• **Excerpted text**:
Most landlords and property management companies ask for a security deposit — often equal to one month's rent — before the tenant or renter moves in. The security deposit offers the landlord reassurance if the tenant damages the rental unit or leaves without paying rent. A security deposit can also cover cleaning fees if there is excess filth in the rental unit.

Landlords, however, must follow state law when deducting the deposit. State deposit laws vary, so tenants with specific questions should consult their state security deposit laws.

This article explores the deductions landlords can make from a tenant's security deposit.

What Is Normal Wear and Tear?

Normal wear and tear refers to defects resulting from expected ordinary wear over time. Landlords cannot use the security deposit to cover the costs of normal wear and tear in a rental property. 

The following is a list of examples of normal wear and tear:

  • Faded paint or wallpaper due to sunlight
  • Broken plumbing caused by everyday use
  • Dirty blinds and curtains
  • Rug wear caused by everyday use
  • Dents in walls from door handles
  • Faded curtains
  • Broken light bulbs
  • Replacement batteries for smoke detectors
  • Non-excessive nail holes in walls
  • Broken tiles or fixtures in bathrooms

These issues are more likely to happen naturally over time. Tenants are not responsible for paying the cost of these minor defects, regardless of whether the landlord plans to repair them.

Security Deposits Cover Non-Normal Wear and Tear

Landlords can deduct from the deposit for property damages that exceed normal wear and tear.

The following is a list of examples of damages that go beyond normal wear and tear:

  • Removing paint that the tenant added
  • Tears, holes, or burn marks on carpets or curtains
  • Broken windows and window screens
  • Broken doors and locks
  • Excessive filth or grime in or on the stove
  • Water damage

These issues are more likely to happen based on the tenant's behavior. They also usually incur more repair expenses, and landlords may even have a legal duty to fix them before a new tenant can move in. Security deposit deductions help cover their expenses.

Can Landlords Deduct Cleaning Fees?

Yes, property managers can often deduct cleaning costs as state laws allow. These deductions must be reasonable. 

For example, leaving unwanted furniture behind obligates the landlord to remove it, so they may deduct a cleaning fee for their time or a hired service. However, the cost they deduct should reasonably match the level of effort or expense. 

Cleaning should be limited to restoring the unit to its original state when you first moved in, but it shouldn't include the costs of improving the unit. If the tenant leaves their unit as clean as it was upon move-in, they should not be liable for extra costs of unnecessary cleaning services.

Other Allowable Deductions

In most states, landlords can deduct any unpaid rent and allowable late fees from the security deposit. One purpose of the security deposit is to make sure the landlord doesn't lose money if their tenant fails to pay rent.

Tips for Getting Your Entire Security Deposit Returned

First, check your lease or rental agreement for information on your security deposit. Some leases outline a time frame to return the deposit. If your lease is silent on this issue, check the security deposit laws of your state. These laws may limit the amount of the security deposit.

Your state laws should also provide a time frame for your former landlord or property manager to return your deposit. Otherwise, it sets how long they can provide you with an itemized statement or list of deductions.

• **Written tasks**:
(a) Starting at the words "The following is a list of examples of damages" and stopping after "cover their expenses.", update the security deposit text by putting "Mold growth" where "Water damage" appears.
(b) According to the security deposit text, why can landlords take money from the deposit for damage that goes beyond normal wear and tear?
The listing after this is separate material and has no link to the security deposit text.

• **Information shown**:
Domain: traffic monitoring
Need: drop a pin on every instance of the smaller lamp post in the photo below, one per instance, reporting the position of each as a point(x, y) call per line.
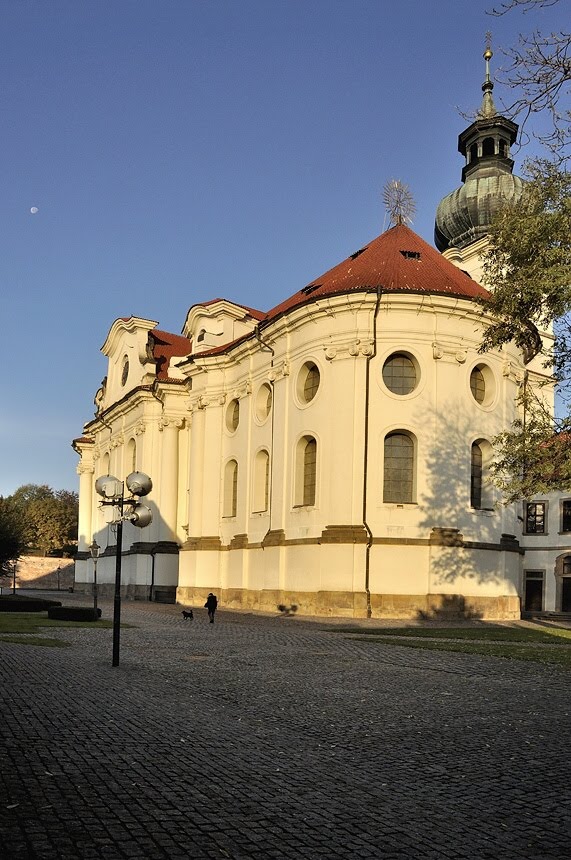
point(94, 550)
point(112, 491)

• **Expected results**:
(a)
The following is a list of examples of damages that go beyond normal wear and tear:

  • Removing paint that the tenant added
  • Tears, holes, or burn marks on carpets or curtains
  • Broken windows and window screens
  • Broken doors and locks
  • Excessive filth or grime in or on the stove
  • Mold growth

These issues are more likely to happen based on the tenant's behavior. They also usually incur more repair expenses, and landlords may even have a legal duty to fix them before a new tenant can move in. Security deposit deductions help cover their expenses.

(b) Such damage is more likely to come from the tenant's behavior and usually costs more to repair. Landlords may even be legally required to fix it before a new tenant can move in, and deposit deductions help cover those expenses.